| Supplied text |
The trial court appointed appellate counsel.
When the trial court clerk originally filed the record in the court of appeals, the
clerk failed to include the court’s charge from guilt/innocence and the corresponding jury
verdict. Appellate counsel requested supplementation of the clerk’s record without
specifying which documents were missing. Several months later, counsel sent another
request for supplementation, this time specifically seeking supplementation with the WOODS – 2
court’s charge from the guilt/innocence phase.
Counsel eventually filed an appeal brief alleging three points of error, all of which
are based entirely on the fact that the court’s charge on guilt and the verdict were missing
from the clerk’s record. About a week after the brief was filed, the clerk’s record was
supplemented to include the charge on guilt and the verdict. The court of appeals issued
an opinion, holding that all three of appellant’s issues were without merit in view of the
fact that the record had been supplemented with the documents. Woods v. State, No. 12-
19-00350-CR slip op. (Tex. App.–Tyler Oct. 30, 2020)(not designated for publication).
Pro se appellant has filed a petition for discretionary review, alleging that his
counsel was ineffective, that he was denied a meaningful appeal, and seeking the
appointment of another appellate counsel or the ability to file a pro se appeal. We agree
that appellant was denied a meaningful appeal.
The three issues presented in appellant’s brief on appeal all seek relief based upon
the claim that the court’s charge at guilt/innocence, and its corresponding jury verdict,
were not contained within the clerk’s record. When the record was supplemented with
those documents a week after the brief was filed and well before appeal was final, the
three points of error were rendered procedurally moot. As such, appellant effectively
received no meaningful appeal. He was, at the very least, entitled to appellate counsel
who would file an Anders brief. See Anders v. California, 386 U.S. 738 (1967); see also
Bledsoe v. State, 178 S.W.3d 824 (Tex. Crim. App. 2005).
We summarily grant appellant’s petition, vacate the decision of the court of WOODS – 3
appeals and remand to that court with instructions to abate the appeal and remand the
cause to the trial court so that appellant may be returned to the point in time at which he
may, with the aid of counsel, obtain a meaningful appeal. See Ward v. State, 740 S.W.2d
794 (Tex. Crim. App. 1987). Further, all time limits shall be calculated as if the notice of
appeal were given on the date the mandate issues from this Court.

| Entries supplied |
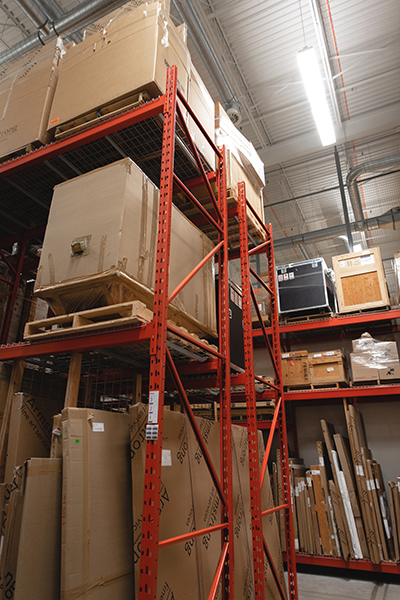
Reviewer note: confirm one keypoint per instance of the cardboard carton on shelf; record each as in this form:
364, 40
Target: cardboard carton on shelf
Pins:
133, 51
26, 93
360, 281
100, 248
30, 430
327, 367
96, 527
295, 368
39, 548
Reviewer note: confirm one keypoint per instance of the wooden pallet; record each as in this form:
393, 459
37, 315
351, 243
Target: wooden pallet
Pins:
305, 318
20, 152
87, 320
101, 114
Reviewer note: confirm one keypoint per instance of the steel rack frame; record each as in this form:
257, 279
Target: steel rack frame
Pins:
161, 360
363, 393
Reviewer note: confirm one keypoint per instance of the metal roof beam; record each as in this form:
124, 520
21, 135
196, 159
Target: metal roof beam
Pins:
359, 127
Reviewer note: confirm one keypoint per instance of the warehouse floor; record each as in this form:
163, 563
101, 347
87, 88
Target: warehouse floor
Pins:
327, 587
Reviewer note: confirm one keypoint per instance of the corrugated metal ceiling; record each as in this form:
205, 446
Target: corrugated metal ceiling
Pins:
256, 43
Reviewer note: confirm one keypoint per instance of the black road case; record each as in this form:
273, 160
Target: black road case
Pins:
306, 288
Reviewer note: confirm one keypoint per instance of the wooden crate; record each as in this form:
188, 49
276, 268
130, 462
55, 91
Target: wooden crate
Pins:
360, 281
328, 368
295, 369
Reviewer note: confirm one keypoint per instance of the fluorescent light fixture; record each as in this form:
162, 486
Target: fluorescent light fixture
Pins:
316, 94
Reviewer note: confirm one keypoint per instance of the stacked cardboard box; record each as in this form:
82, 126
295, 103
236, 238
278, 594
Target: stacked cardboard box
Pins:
100, 248
360, 281
373, 360
189, 500
339, 505
27, 89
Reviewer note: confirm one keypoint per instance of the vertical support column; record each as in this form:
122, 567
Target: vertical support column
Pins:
290, 551
14, 386
254, 464
74, 377
11, 303
152, 480
224, 377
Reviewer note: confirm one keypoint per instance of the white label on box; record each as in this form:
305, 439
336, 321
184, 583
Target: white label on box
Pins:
166, 458
97, 426
367, 260
153, 407
360, 470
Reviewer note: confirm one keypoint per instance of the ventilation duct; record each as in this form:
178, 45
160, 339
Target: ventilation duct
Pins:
78, 17
389, 220
352, 184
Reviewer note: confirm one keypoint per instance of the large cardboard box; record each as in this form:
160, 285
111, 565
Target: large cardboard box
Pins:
26, 92
189, 500
295, 368
179, 573
129, 55
202, 104
360, 281
96, 527
100, 248
38, 564
327, 367
30, 430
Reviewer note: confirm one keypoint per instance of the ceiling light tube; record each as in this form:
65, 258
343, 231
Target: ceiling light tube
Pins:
316, 94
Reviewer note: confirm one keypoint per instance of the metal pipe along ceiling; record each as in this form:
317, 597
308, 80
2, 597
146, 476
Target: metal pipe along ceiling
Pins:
80, 16
352, 184
205, 50
389, 220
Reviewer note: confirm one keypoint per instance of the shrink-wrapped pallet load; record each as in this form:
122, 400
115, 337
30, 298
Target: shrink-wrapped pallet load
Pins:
100, 248
26, 93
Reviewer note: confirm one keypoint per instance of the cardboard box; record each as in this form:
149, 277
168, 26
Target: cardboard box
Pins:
189, 500
97, 27
26, 92
100, 248
397, 274
178, 566
96, 528
360, 281
362, 368
295, 368
128, 56
228, 135
381, 350
327, 367
391, 370
38, 564
30, 430
202, 104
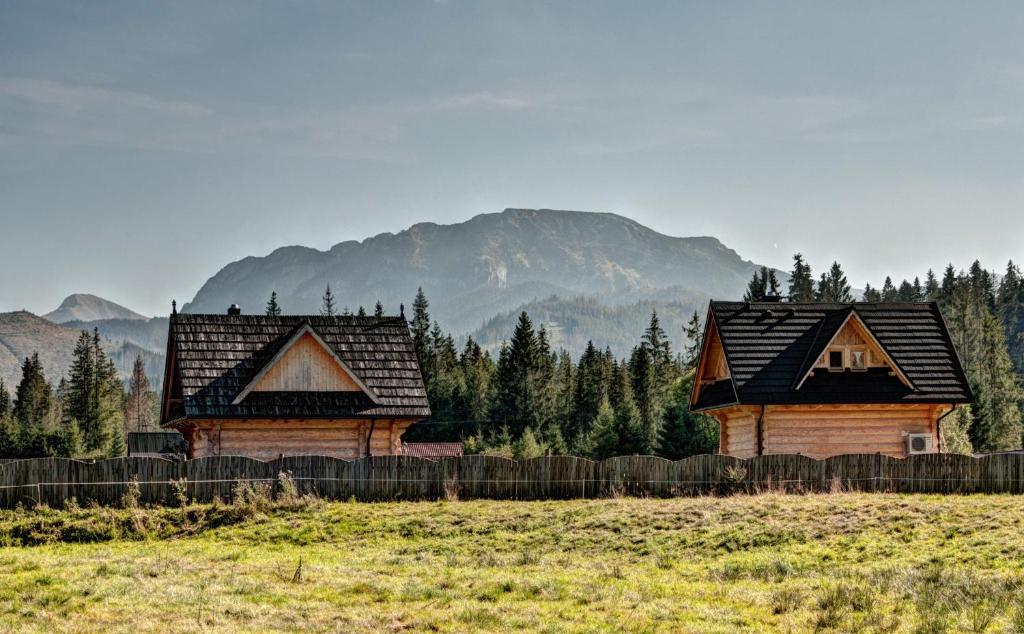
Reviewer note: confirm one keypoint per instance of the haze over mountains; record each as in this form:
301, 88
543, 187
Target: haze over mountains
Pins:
85, 307
583, 276
493, 265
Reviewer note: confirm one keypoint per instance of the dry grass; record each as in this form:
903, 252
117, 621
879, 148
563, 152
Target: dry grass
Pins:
771, 562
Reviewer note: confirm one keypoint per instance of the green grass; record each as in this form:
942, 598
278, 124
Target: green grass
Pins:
790, 563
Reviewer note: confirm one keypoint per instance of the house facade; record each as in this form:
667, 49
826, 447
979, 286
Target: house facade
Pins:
827, 379
265, 386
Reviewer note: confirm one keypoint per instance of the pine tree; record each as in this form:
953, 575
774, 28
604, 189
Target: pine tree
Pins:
272, 309
138, 409
328, 307
801, 282
693, 334
833, 287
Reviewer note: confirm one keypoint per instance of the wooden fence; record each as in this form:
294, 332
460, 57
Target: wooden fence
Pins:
53, 480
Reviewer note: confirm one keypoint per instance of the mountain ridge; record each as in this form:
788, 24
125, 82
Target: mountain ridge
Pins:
88, 307
488, 264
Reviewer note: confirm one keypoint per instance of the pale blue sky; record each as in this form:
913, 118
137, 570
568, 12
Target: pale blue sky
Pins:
143, 145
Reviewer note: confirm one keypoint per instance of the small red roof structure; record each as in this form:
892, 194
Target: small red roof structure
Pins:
432, 451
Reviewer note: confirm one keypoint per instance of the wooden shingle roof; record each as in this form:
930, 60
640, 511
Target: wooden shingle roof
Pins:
770, 346
215, 356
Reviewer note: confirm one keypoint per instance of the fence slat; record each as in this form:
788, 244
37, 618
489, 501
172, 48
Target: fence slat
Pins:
55, 480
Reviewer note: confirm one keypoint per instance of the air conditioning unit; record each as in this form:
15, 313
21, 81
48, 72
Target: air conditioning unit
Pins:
919, 444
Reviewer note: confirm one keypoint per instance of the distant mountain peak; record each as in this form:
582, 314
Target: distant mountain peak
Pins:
86, 307
486, 265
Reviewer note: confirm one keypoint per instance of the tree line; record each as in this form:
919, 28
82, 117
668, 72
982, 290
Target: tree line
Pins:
85, 416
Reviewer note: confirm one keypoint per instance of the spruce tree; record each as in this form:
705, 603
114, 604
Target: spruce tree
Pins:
919, 290
4, 399
645, 396
108, 399
420, 327
272, 308
757, 288
684, 433
889, 292
801, 282
833, 287
33, 403
905, 292
515, 397
948, 285
328, 305
693, 333
932, 291
590, 390
138, 408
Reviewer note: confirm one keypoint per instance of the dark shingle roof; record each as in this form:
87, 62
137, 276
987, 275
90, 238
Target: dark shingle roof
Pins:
770, 346
216, 355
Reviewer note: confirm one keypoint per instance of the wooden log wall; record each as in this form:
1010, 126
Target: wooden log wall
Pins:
55, 480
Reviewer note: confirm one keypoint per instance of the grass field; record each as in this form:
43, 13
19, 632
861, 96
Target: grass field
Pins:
792, 563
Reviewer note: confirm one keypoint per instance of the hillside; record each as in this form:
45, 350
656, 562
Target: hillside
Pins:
488, 264
491, 264
23, 333
85, 307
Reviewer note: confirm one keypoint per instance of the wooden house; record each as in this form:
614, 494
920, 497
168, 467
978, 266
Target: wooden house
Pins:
827, 379
263, 386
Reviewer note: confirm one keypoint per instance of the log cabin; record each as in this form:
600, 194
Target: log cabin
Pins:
265, 386
827, 379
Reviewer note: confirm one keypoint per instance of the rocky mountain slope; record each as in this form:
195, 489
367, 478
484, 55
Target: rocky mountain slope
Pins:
491, 264
85, 307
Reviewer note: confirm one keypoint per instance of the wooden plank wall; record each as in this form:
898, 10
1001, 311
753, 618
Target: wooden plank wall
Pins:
54, 480
819, 431
266, 439
306, 367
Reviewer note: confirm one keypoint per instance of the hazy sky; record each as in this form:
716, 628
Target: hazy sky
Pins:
144, 144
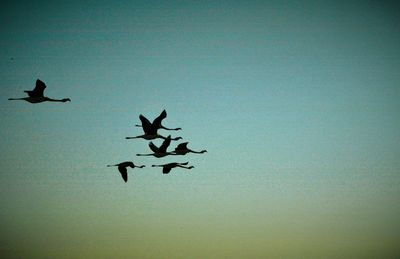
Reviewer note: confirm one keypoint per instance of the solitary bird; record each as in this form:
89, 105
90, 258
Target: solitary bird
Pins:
157, 122
150, 130
159, 151
182, 149
36, 95
167, 167
122, 168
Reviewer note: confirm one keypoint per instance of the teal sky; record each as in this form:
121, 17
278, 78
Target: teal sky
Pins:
297, 103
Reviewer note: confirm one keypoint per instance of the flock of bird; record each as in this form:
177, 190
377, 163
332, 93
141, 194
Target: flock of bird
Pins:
150, 132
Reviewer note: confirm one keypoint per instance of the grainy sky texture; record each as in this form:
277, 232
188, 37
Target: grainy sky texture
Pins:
297, 103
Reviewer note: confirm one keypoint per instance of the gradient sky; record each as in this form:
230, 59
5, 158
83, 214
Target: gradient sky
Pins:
297, 103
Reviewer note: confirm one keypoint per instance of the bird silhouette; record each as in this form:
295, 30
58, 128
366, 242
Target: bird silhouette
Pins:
167, 167
182, 149
122, 168
37, 95
159, 151
150, 130
157, 122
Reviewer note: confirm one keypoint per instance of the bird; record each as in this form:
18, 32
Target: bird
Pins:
150, 130
37, 95
122, 168
159, 151
157, 122
167, 167
182, 149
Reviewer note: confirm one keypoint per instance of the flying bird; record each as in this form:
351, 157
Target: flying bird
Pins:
37, 95
167, 167
150, 130
157, 122
122, 168
182, 149
159, 151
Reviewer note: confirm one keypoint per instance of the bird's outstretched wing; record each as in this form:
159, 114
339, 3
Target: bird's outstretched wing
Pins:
165, 144
145, 124
124, 172
153, 147
157, 121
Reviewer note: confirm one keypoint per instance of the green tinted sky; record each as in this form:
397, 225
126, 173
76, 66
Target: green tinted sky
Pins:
297, 103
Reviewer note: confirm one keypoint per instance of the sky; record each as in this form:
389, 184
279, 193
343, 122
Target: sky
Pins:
296, 102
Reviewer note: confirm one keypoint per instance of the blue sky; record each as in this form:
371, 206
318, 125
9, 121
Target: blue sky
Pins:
296, 103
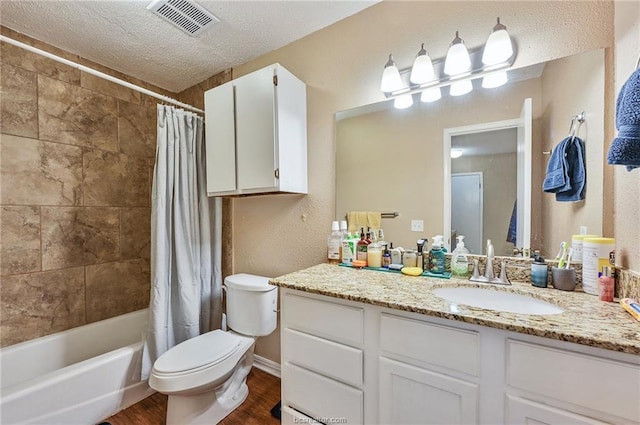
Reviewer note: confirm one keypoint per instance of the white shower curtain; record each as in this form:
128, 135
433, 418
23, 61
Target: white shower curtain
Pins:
186, 228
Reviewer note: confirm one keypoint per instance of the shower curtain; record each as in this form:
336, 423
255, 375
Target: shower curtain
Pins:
186, 228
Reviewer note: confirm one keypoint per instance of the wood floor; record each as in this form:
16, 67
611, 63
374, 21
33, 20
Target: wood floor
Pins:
264, 393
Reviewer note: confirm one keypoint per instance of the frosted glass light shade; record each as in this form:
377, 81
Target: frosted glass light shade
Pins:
498, 47
457, 60
391, 80
403, 101
422, 70
495, 79
431, 95
460, 87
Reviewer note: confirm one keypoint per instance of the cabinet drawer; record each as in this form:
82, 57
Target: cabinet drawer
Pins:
595, 383
438, 345
521, 411
322, 398
328, 358
325, 319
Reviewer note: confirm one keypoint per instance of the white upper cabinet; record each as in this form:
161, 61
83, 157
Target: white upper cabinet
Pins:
256, 134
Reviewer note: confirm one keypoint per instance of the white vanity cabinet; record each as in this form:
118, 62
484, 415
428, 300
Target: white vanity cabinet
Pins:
345, 360
256, 134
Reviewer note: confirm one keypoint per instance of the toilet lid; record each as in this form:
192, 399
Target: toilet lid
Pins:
204, 350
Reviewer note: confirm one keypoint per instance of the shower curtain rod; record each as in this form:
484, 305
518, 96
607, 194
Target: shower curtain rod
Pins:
98, 73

| Challenges |
1. List every case the court opinion cites by name.
2. Answer these questions from the court opinion above:
(a) Which two documents did the clerk leave out when first filing the record in the court of appeals?
(b) How long after the brief was filed was the clerk's record supplemented?
(c) As of what date are all time limits to be calculated?

| Solutions to the problems |
1.
Woods v. State
Anders v. California
Bledsoe v. State
Ward v. State

2.
(a) The court's charge from guilt/innocence and the corresponding jury verdict.
(b) About a week.
(c) As if the notice of appeal were given on the date the mandate issues from the Court.